WRITTEN EXERCISE A
Please list every daughter named in the numbered notes below, with the place each holds among the daughters.
WRITTEN EXERCISE B
Continue the numbered notes below from the point where they stop.

TEXT
━━━━

2. Francis Cottington, Baron Cottington, 1578–1652. English agent at Madrid 1609–11, Secretary to Charles, Prince of Wales, 1622, dismissed from Court 1623, Chancellor of Exchequer 1629–42, built Hanworth house, etc.

3. John, the fifth son of the marquis, afterwards fourth duke of Somerset, who died without issue on 29th April 1675.

4. Henry, the third son (1626–54), father of William, the third duke.

5. William Cavendish, Duke of Newcastle, 1592–1676, commander of the north, raised the siege of York 1642. Spent nearly £1,000,000 in the royal service.

6. Jane, the third daughter, married Charles, Viscount Dungarvan; d. 23rd November 1679.

7. Frances, eldest daughter, married (1) Richard, second Viscount Molyneux; (2) Thomas Wriothesley, fourth earl of Southampton; (3) Conyers D'Arcy, second earl of Holderness; bur. January 1680.

8 Mary, second daughter, married Heneage Finch, second earl of Winchilsea; d. before 1673.

9. Ratteen. The earliest recorded use of this word in the O.E.D. is 1685.

━━━━

COLLECTED MATERIAL
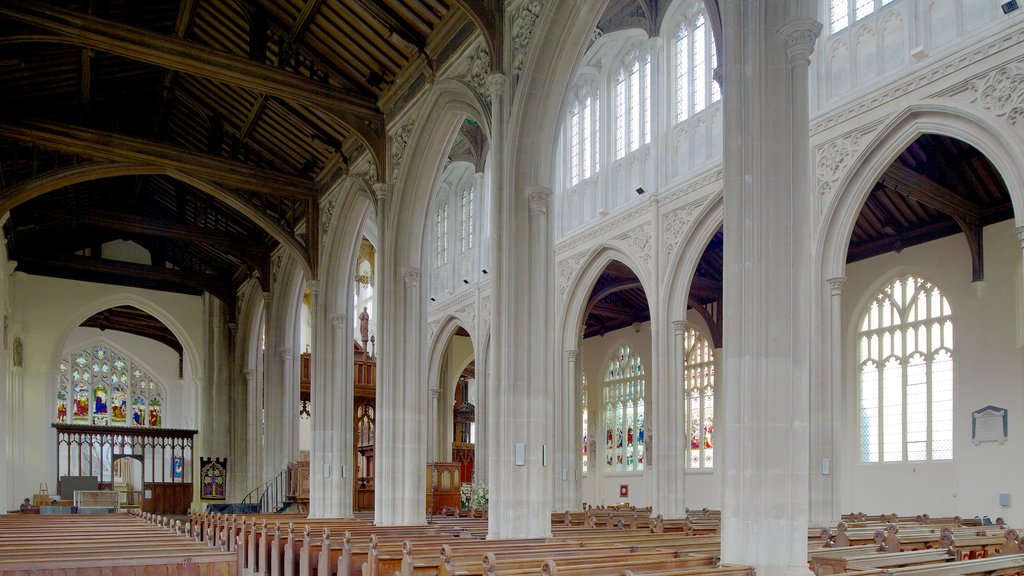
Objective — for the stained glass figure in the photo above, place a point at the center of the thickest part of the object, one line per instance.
(905, 370)
(624, 402)
(698, 378)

━━━━

RESULT A
Jane, the third daughter; Frances, the eldest daughter; Mary, the second daughter.

RESULT B
10. Robert, the second son, 1622 to Jan. 1645–6, became Lord Beauchamp upon the death of William, the eldest son, 1642. On p. 19 Lord Beauchamp and Lord Robert appear in succeeding paragraphs. On p. 21 there is a record of a sword bought for Robert, Lord Beauchamp, for which £1. 16s. was paid. This shows that his brother had passed away by the time this entry was written, though there is nothing to show this in the accounts except perhaps the large amount spent on articles of clothing entered on p. 16 which have a funereal appearance.

11. Lucius Cary, second Viscount Falkland, 1610?–1643. Secretary of State, 1642. Went with Charles I to York.

12. Probably Josias Shute (1588–1643). Chaplain to the East India Company, Archdeacon of Colchester, 1642.

13. The earl of Essex was brother to the marchioness of Hertford.

14. The total is omitted.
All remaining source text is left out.